- **WHAT IS EXPECTED**
In the items from the line containing "# test: pointer marks one dot per instance of the shoreline" through the end, change "apartment building" to "residential tower" and rewrite those lines with everything else left as it is.

--- BEGIN PROVIDED INFORMATION ---

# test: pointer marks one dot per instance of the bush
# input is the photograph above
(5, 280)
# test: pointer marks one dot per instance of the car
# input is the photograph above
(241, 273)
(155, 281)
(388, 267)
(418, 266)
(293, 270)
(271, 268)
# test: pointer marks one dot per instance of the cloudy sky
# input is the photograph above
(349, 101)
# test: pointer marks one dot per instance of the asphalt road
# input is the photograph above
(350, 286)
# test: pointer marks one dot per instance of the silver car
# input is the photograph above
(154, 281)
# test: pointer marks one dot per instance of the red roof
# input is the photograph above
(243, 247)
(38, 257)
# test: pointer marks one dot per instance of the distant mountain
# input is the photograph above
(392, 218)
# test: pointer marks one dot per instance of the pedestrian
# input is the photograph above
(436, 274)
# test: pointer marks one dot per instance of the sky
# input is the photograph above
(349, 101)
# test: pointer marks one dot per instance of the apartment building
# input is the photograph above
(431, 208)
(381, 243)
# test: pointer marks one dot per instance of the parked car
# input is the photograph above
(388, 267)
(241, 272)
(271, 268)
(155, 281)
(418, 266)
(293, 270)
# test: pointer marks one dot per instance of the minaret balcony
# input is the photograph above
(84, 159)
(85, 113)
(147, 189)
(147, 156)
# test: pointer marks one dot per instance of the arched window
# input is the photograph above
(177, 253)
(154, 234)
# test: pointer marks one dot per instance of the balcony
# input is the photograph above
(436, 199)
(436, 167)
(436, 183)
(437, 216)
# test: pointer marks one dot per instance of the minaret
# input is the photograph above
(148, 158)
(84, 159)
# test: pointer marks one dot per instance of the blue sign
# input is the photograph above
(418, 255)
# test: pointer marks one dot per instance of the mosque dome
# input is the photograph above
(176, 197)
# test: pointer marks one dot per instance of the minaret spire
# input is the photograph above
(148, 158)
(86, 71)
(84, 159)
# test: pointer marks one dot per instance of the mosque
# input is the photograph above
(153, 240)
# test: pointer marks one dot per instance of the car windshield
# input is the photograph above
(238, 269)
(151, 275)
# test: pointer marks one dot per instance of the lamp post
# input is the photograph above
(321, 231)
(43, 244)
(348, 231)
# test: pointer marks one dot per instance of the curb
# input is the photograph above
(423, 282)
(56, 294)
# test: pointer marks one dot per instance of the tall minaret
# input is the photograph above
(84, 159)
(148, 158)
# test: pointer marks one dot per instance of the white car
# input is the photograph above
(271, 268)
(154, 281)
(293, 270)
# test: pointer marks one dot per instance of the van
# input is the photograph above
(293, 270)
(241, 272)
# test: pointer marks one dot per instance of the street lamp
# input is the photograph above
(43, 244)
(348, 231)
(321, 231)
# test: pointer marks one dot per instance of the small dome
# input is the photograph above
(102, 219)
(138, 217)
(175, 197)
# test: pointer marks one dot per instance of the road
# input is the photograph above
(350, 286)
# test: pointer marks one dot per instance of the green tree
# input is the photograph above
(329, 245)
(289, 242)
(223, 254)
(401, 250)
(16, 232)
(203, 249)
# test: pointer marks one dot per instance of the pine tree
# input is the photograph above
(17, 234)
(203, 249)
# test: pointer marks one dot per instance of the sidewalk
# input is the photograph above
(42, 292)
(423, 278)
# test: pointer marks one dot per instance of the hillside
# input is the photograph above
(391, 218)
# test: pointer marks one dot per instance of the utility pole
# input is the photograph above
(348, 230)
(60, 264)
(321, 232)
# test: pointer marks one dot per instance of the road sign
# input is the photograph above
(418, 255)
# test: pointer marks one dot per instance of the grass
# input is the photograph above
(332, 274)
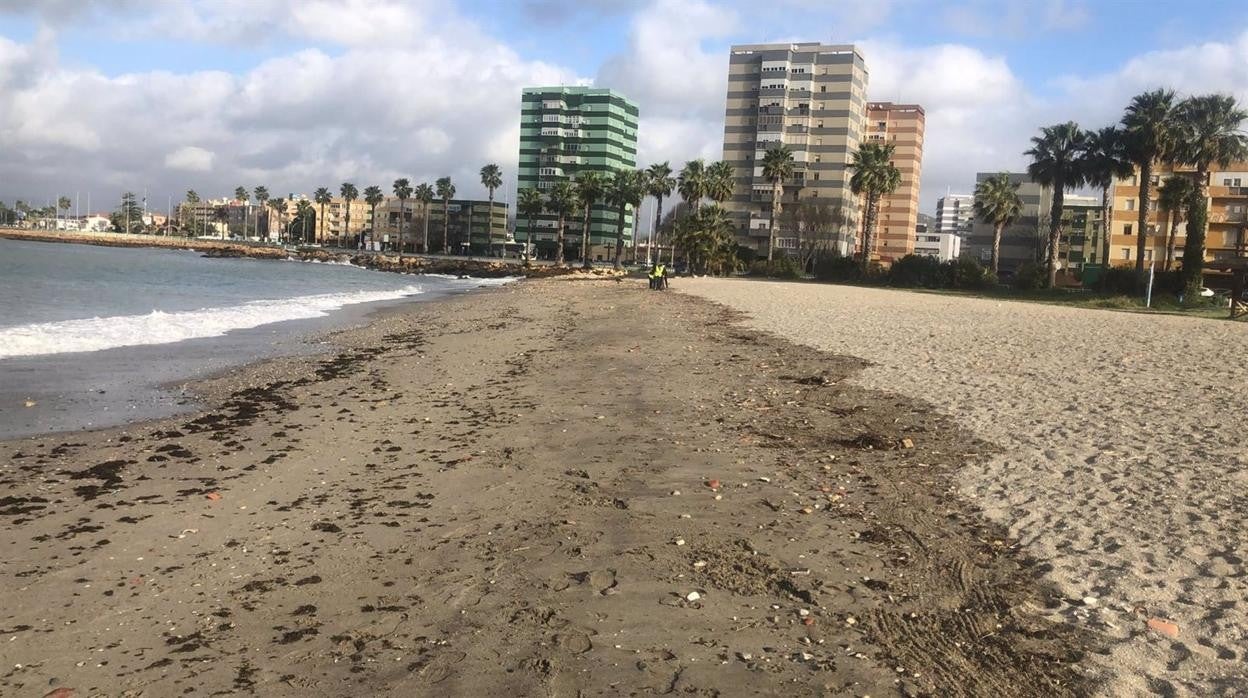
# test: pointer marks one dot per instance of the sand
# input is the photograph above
(549, 488)
(1123, 452)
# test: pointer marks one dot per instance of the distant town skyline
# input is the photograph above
(104, 96)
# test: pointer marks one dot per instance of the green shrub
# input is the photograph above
(780, 267)
(1118, 281)
(838, 269)
(917, 271)
(969, 275)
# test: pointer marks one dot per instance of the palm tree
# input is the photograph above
(322, 196)
(348, 194)
(261, 199)
(423, 194)
(997, 204)
(776, 167)
(1105, 160)
(627, 187)
(373, 196)
(402, 191)
(1150, 129)
(590, 189)
(659, 184)
(302, 211)
(1209, 134)
(245, 199)
(491, 179)
(1056, 161)
(529, 204)
(875, 176)
(1173, 197)
(562, 201)
(278, 206)
(446, 191)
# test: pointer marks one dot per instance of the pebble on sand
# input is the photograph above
(1163, 627)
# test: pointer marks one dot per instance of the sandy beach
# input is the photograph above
(548, 488)
(1121, 456)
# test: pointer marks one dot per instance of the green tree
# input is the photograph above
(373, 196)
(560, 202)
(322, 196)
(245, 199)
(261, 200)
(423, 194)
(305, 217)
(402, 189)
(350, 192)
(776, 167)
(1209, 132)
(997, 204)
(624, 190)
(1173, 197)
(529, 204)
(278, 206)
(446, 192)
(1105, 160)
(1150, 130)
(491, 179)
(590, 189)
(659, 184)
(1056, 161)
(874, 176)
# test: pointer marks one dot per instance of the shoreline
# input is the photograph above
(335, 526)
(377, 261)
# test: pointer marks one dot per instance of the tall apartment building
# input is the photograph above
(900, 125)
(565, 131)
(1227, 234)
(1022, 241)
(813, 99)
(955, 212)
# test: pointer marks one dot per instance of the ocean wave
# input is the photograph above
(160, 327)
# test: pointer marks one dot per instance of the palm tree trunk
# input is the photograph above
(446, 226)
(872, 212)
(1055, 230)
(996, 246)
(771, 224)
(1105, 229)
(1171, 222)
(584, 237)
(619, 237)
(558, 250)
(1146, 172)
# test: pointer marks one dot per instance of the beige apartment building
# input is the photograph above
(810, 98)
(1227, 234)
(900, 125)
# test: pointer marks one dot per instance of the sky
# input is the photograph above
(160, 96)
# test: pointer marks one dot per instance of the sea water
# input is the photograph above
(92, 336)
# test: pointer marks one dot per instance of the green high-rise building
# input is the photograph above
(565, 131)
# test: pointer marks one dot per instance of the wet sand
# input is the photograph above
(549, 488)
(1122, 455)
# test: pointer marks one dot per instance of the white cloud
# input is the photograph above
(190, 159)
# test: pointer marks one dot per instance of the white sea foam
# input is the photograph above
(159, 327)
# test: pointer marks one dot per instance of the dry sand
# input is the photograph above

--- END PROVIDED INFORMATION ---

- **RESULT OF THE TASK**
# test: pointer marks one dot per instance of the shoreline
# input is the photograph above
(335, 526)
(377, 261)
# test: pointer marks one dot per instance of the tall residential tower
# input is the photograph above
(900, 125)
(565, 131)
(1227, 234)
(1022, 241)
(813, 99)
(955, 212)
# test: pointer marks one dot per instance of the ocean wave
# input is the photograph above
(160, 327)
# test: pointer marks one dot per instance of the palm tree trunk
# input is the photograph above
(446, 226)
(872, 212)
(1055, 230)
(996, 246)
(771, 224)
(1105, 229)
(1171, 222)
(584, 237)
(619, 237)
(558, 250)
(1146, 172)
# test: pointer marks one dot per instance of the beige residential tower
# input is the photograph above
(810, 98)
(1227, 234)
(900, 125)
# test: pointer marks one dot per instance of the sky
# input is the photograph above
(160, 96)
# test: pointer marks one dot per instance of the sea water
# input is the photograph above
(92, 336)
# test: pointer marks one dot per instance of the green high-rise building
# input is the photograph above
(565, 131)
# test: pointer marks one dot per instance of the wet sand
# input is the photograph above
(549, 488)
(1122, 455)
# test: pointer marks one dot per instance of the white cloud
# input is the photograph above
(190, 159)
# test: pointer marks one dot per instance of the white sea foam
# input is the photograph above
(159, 327)
# test: pointer marks one dot per instance of the dry sand
# input is the photograph above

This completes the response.